8/6/2012, Valentina Pop,
EUobserver
Traduzido pelo pessoal da Vila Vudu
Sobre: HABERMAS,
Jüergen [2011], 2012, The Crisis of the European Union: A Response, NY: Polity Press, 140 p.
Jurgen Habermas |
Depois
de dois anos de disputas à beira do abismo e troca de fogo na Eurozona, os
líderes da União Europeia começam a parecer dispostos a voltar à mesa de
desenho, para traçar um plano de longo prazo, segundo o qual a Eurozona
começaria a deixar de ser exclusivamente união monetária, para ser união
política e fiscal. Nesse cenário político, um dos mais respeitados filósofos
contemporâneos, Juergen Habermas, publica seu recente The Crisis of the
European Union: A Response [A crise da União Europeia: uma resposta].
Lançado
em 2011 em alemão, e traduzido em abril de 2012 ao inglês, a “resposta” de
Habermas à Eurocrise clama por mais legitimidade democrática para as
instituições europeias e menos “negociação” e decisões tomadas nas coxias, por
governantes nacionais diretamente pressionados pela rua.
Relembrando
o momento chave, em 2010, quando a chanceler alemã Angela Merkel adiou uma
decisão sobre o primeiro resgate para a Grécia, até depois de eleições regionais
na Alemanha, Habermas escreve: “Foi
quando pela primeira vez dei-me conta de que o fracasso do projeto europeu, sim,
era risco real”.
Merkozy |
O
parceirariato Merkel-Sarkozy foi
responsável pela maioria das decisões, na Eurozona, que levaram todo o projeto
em direção diferente da que o filósofo alemão deseja para a UE. Na tradição do
Iluminismo de Immanuel Kant, Habermas antevê um mundo de cidadãos cosmopolitas,
que dão legitimidade a um sistema político de vários níveis simultâneos –
nacional, europeu e global.
Mas,
em direção oposta a isso, a dupla Merkel-Sarkozy caminhou para formar um
inter-governamentalismo, que é o contrário dos objetivos federalistas do Tratado
que criou a UE. Em 2011, Habermas escreveu:
“Esse
regime de comando central no Conselho Europeu, permitirá que a “dupla” transfira
os imperativos do mercado para dentro dos orçamentos nacionais. Esse processo
envolverá usar a ameaça de pressões e sanções para esvaziar de poder os
parlamentos nacionais, de modo a implementar acordos informais e não
transparentes.”
Alternativa
a isso é “continuar consistentemente na
trilha da domestificação democrática
legal da União Europeia”. Para Habermas, “não há meios para retificar os erros da
construção da união monetária, sem revisar o Tratado”.
Ao
governantes, Habermas aconselha que abandonem a abordagem fragmentada “comandada
por especialistas” e busquem uma luta honesta e “cheia de riscos” com o público
mais amplo.

**Exercício breve a**
Informe quantas linhas dos registros contêm a palavra "fence", levando em conta a distinção entre maiúsculas e minúsculas. Responda somente com o número.

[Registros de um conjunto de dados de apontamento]

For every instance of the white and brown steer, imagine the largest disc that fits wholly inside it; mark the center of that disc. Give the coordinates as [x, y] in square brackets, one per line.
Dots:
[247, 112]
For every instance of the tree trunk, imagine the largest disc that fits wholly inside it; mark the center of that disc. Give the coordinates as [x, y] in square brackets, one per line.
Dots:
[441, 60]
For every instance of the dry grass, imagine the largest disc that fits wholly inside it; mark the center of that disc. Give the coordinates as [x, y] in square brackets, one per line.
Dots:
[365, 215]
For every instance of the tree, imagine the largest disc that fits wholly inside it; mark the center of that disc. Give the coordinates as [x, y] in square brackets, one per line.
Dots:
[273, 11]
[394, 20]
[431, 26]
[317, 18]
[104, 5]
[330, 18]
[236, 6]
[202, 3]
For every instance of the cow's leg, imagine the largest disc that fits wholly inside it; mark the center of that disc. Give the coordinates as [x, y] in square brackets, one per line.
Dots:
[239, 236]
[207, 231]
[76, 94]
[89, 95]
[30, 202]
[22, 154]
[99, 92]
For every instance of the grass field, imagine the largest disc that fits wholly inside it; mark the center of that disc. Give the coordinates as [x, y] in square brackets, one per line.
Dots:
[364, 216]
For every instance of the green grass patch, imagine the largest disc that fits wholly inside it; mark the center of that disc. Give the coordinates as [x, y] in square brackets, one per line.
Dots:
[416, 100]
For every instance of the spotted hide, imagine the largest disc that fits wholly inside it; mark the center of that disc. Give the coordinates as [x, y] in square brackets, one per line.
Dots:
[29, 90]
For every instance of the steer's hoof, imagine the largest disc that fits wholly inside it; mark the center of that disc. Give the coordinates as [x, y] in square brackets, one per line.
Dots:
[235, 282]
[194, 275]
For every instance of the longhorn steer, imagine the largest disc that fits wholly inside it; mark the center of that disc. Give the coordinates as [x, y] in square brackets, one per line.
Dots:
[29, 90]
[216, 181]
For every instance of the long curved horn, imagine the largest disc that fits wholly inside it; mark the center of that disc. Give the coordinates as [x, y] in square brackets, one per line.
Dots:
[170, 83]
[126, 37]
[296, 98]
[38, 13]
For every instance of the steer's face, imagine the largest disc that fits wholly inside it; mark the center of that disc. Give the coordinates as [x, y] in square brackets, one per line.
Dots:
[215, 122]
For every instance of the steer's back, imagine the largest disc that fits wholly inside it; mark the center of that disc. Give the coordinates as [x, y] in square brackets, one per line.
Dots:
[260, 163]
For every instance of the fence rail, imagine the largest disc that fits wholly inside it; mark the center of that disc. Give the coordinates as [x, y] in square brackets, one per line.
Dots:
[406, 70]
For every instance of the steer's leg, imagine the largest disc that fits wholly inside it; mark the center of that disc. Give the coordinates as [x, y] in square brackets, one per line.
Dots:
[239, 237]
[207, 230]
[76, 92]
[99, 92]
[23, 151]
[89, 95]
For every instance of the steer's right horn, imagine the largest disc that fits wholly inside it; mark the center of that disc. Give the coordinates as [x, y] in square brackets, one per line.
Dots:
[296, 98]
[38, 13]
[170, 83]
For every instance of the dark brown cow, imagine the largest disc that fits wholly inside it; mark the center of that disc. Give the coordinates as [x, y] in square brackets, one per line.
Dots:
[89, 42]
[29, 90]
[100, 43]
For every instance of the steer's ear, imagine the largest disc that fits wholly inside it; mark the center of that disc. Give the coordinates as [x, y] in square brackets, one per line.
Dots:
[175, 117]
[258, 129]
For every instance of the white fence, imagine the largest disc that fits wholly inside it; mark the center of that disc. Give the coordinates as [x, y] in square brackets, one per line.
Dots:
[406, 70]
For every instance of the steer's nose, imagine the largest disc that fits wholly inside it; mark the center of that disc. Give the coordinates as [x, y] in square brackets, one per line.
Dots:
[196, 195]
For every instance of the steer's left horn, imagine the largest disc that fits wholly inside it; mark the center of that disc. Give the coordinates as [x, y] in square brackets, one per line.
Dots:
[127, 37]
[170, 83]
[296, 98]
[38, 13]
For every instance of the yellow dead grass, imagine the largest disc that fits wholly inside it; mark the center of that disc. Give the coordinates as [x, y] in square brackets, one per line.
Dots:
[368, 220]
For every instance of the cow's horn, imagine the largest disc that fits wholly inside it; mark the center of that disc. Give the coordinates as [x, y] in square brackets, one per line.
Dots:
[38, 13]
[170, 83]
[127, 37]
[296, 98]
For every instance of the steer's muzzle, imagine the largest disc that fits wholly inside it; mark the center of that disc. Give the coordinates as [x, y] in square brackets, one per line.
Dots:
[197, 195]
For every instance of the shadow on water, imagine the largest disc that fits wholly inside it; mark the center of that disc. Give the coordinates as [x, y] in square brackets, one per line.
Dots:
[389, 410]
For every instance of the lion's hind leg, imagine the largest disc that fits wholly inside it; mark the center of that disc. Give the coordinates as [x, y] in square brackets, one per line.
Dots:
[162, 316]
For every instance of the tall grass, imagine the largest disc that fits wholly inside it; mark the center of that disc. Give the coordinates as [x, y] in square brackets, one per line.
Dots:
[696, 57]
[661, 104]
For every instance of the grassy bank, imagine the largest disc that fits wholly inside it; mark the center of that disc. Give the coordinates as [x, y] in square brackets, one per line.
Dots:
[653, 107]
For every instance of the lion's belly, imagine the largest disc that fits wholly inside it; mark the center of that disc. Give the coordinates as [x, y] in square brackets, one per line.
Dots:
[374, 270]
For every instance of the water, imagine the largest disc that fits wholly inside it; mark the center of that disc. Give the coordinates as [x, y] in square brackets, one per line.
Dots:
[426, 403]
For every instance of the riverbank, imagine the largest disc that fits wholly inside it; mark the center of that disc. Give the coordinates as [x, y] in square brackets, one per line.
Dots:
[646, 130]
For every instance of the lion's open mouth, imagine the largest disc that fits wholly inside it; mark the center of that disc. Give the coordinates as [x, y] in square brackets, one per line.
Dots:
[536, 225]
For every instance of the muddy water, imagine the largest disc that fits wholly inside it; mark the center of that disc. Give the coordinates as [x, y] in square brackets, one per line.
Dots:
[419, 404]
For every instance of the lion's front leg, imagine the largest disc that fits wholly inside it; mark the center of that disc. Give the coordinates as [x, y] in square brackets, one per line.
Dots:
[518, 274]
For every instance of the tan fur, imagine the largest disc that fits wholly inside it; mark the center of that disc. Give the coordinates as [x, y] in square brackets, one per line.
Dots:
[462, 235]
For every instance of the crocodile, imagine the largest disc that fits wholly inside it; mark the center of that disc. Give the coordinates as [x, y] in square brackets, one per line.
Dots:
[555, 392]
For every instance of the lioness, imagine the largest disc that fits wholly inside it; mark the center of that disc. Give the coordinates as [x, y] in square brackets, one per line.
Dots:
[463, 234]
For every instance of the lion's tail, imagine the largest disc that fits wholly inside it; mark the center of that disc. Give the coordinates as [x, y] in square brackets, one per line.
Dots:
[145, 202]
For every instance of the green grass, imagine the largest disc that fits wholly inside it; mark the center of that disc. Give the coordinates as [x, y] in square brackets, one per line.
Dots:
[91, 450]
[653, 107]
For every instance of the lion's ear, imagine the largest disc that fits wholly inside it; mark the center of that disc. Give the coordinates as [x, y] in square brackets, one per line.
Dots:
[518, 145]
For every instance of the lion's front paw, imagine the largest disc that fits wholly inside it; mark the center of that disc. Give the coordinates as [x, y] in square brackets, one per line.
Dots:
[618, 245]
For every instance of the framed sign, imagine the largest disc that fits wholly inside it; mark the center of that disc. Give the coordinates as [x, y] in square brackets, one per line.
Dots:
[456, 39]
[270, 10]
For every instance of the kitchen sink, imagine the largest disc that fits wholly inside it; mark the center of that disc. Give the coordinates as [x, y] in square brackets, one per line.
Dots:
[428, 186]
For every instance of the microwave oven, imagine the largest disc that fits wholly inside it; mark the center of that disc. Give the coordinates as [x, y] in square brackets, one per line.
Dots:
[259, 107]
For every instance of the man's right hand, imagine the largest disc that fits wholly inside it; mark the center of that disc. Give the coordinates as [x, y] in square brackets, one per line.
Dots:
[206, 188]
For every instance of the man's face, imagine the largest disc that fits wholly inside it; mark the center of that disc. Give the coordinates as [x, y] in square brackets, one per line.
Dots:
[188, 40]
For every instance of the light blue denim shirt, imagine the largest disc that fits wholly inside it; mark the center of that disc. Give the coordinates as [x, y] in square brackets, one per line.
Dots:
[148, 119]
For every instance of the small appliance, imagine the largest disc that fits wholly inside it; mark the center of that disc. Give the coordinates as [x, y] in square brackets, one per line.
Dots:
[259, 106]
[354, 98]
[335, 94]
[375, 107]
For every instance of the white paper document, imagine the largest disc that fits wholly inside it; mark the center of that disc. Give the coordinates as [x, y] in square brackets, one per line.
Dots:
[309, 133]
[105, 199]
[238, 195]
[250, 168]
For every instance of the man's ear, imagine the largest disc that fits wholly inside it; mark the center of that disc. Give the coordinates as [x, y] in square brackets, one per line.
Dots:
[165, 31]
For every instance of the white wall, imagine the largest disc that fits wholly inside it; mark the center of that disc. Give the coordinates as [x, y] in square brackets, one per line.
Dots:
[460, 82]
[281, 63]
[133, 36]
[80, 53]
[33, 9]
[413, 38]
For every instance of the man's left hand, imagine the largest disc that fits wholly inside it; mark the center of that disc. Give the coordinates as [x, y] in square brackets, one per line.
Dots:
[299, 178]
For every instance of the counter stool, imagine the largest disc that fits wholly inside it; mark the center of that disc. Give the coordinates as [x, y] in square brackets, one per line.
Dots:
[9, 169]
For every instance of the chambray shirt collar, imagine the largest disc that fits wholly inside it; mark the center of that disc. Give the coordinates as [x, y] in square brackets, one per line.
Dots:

**Exercício breve b**
Reproduza fielmente o trecho do texto sobre a crise da União Europeia que começa em "Relembrando" e segue até "europeu e global.".

**Resposta completa a**
2

**Resposta completa b**
Relembrando
o momento chave, em 2010, quando a chanceler alemã Angela Merkel adiou uma
decisão sobre o primeiro resgate para a Grécia, até depois de eleições regionais
na Alemanha, Habermas escreve: “Foi
quando pela primeira vez dei-me conta de que o fracasso do projeto europeu, sim,
era risco real”.
Merkozy |
O
parceirariato Merkel-Sarkozy foi
responsável pela maioria das decisões, na Eurozona, que levaram todo o projeto
em direção diferente da que o filósofo alemão deseja para a UE. Na tradição do
Iluminismo de Immanuel Kant, Habermas antevê um mundo de cidadãos cosmopolitas,
que dão legitimidade a um sistema político de vários níveis simultâneos –
nacional, europeu e global.